When the court has jurisdiction over the case and person of the defendant, any mistake in the application of the law and the appreciation of evidence committed by a court may be corrected only by appeal. The determination made by the trial court regarding the admissibility of evidence is but an exercise of its jurisdiction and whatever fault it may have perpetrated in making such a determination is an error in judgment, not of jurisdiction. Hence, settled is the rule that rulings of the trial court on procedural questions and on admissibility of evidence during the course of a trial are interlocutory in nature and may not be the subject of a separate appeal or review on certiorari. They must be assigned as errors and reviewed in the appeal properly taken from the decision rendered by the trial court on the merits of the case.[19]

Here, it is undisputed that the RTC had jurisdiction over the case and the person of the petitioners. As such, any perceived error in its interpretation of the law and its assessment of evidence is correctible by appeal, not certiorari, as the same would only be considered an error of judgment and not of jurisdiction. In particular, the RTC’s denial of the Motion to Suppress/Exclude Evidence based on its assessment that the evidence sought to be suppressed/excluded is admissible, was done in the proper exercise of its jurisdiction. Assuming that the RTC’s determination is erroneous, the mistake is clearly not an error of jurisdiction but of judgment which is not correctible by certiorari.

No grave abuse of discretion.

=====

Stated problem A:
Rewrite the dataset excerpt records below, switching every "instance" to "object" and changing nothing else. Leave the pictures out of your answer.

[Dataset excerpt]
=====

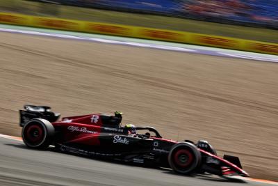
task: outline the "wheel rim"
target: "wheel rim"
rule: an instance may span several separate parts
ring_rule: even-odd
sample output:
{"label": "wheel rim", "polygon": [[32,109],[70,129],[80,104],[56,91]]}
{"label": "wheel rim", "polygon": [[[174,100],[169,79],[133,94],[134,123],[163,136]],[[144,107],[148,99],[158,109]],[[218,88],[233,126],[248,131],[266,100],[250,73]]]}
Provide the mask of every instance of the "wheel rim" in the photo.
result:
{"label": "wheel rim", "polygon": [[24,140],[31,146],[41,144],[45,135],[42,126],[40,124],[33,124],[26,127],[24,132]]}
{"label": "wheel rim", "polygon": [[178,166],[186,168],[193,162],[191,152],[186,149],[178,150],[174,155],[174,163]]}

=====

Stated problem B:
From the passage on appeal versus certiorari, copy the text between "Here, it is" and "correctible by certiorari.", inclusive.

Worked solution A:
task: outline the "wheel rim"
target: "wheel rim"
rule: an object may span several separate parts
ring_rule: even-odd
sample output:
{"label": "wheel rim", "polygon": [[32,109],[70,129],[80,104],[56,91]]}
{"label": "wheel rim", "polygon": [[[174,100],[169,79],[133,94],[134,123],[163,136]],[[144,107],[148,99],[158,109]],[[218,88],[233,126],[248,131],[266,100],[250,73]]]}
Provide the mask of every object of the "wheel rim" in the photo.
result:
{"label": "wheel rim", "polygon": [[24,140],[31,146],[41,144],[45,135],[42,126],[40,124],[33,124],[26,127],[24,132]]}
{"label": "wheel rim", "polygon": [[178,166],[186,168],[193,162],[191,152],[186,149],[178,150],[174,155],[174,163]]}

Worked solution B:
Here, it is undisputed that the RTC had jurisdiction over the case and the person of the petitioners. As such, any perceived error in its interpretation of the law and its assessment of evidence is correctible by appeal, not certiorari, as the same would only be considered an error of judgment and not of jurisdiction. In particular, the RTC’s denial of the Motion to Suppress/Exclude Evidence based on its assessment that the evidence sought to be suppressed/excluded is admissible, was done in the proper exercise of its jurisdiction. Assuming that the RTC’s determination is erroneous, the mistake is clearly not an error of jurisdiction but of judgment which is not correctible by certiorari.